→ Source text:

Date of Award

5-1997

Degree Type

Dissertation

Degree Name

Doctor of Philosophy

Major

Geology

Major Professor

Kenneth R. Walker

Committee Members

Steve Driese, Claudia Mora, George K. Schweitzer

Abstract

The Middle and Upper Cambrian deposits of the southern Appalachians reveal the existence of a broad carbonate platform that was facing the Iapetus Ocean to the east and was separated from the exposed craton to the west by the Conasauga intrashelf basin. This study focuses on the Maynardville Formation, which was deposited during the early Late Cambrian along the western carbonate platform margin. As the uppermost carbonate unit of the alternating shale and carbonate units or Grand Cycles of the Conasauga Group (Middle to Upper Cambrian), the Maynardville marks a change in style of passive-margin deposition reflected in the cessation of Grand Cycle deposition.

Data records
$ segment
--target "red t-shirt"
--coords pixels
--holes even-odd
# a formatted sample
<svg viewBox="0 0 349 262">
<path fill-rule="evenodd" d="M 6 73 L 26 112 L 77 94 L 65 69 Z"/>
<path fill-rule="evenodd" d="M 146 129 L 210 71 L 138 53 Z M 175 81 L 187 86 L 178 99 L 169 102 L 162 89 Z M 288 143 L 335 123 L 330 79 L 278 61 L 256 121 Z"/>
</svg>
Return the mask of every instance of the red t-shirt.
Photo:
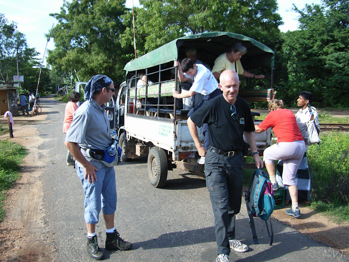
<svg viewBox="0 0 349 262">
<path fill-rule="evenodd" d="M 295 115 L 288 109 L 280 109 L 270 112 L 258 127 L 265 130 L 272 127 L 278 142 L 304 140 Z"/>
</svg>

→ Activity A:
Condense the paragraph of the source text that begins "The Middle and Upper Cambrian deposits" into a short bulleted list that keeps its main facts.
→ Activity B:
Repeat word for word the portion of the source text that starts at the words "The Middle and" and ends after the words "Grand Cycle deposition.".
Rely on the source text alone.

→ Expected answer A:
- Middle and Upper Cambrian deposits of the southern Appalachians show a broad carbonate platform that faced the Iapetus Ocean to the east.
- The Conasauga intrashelf basin separated this platform from the exposed craton to the west.
- The study focuses on the Maynardville Formation, deposited in the early Late Cambrian along the western platform margin.
- The Maynardville is the uppermost carbonate unit of the Grand Cycles of the Conasauga Group (Middle to Upper Cambrian), which are alternating shale and carbonate units.
- It marks a change in the style of passive-margin deposition, reflected in the end of Grand Cycle deposition.

→ Expected answer B:
The Middle and Upper Cambrian deposits of the southern Appalachians reveal the existence of a broad carbonate platform that was facing the Iapetus Ocean to the east and was separated from the exposed craton to the west by the Conasauga intrashelf basin. This study focuses on the Maynardville Formation, which was deposited during the early Late Cambrian along the western carbonate platform margin. As the uppermost carbonate unit of the alternating shale and carbonate units or Grand Cycles of the Conasauga Group (Middle to Upper Cambrian), the Maynardville marks a change in style of passive-margin deposition reflected in the cessation of Grand Cycle deposition.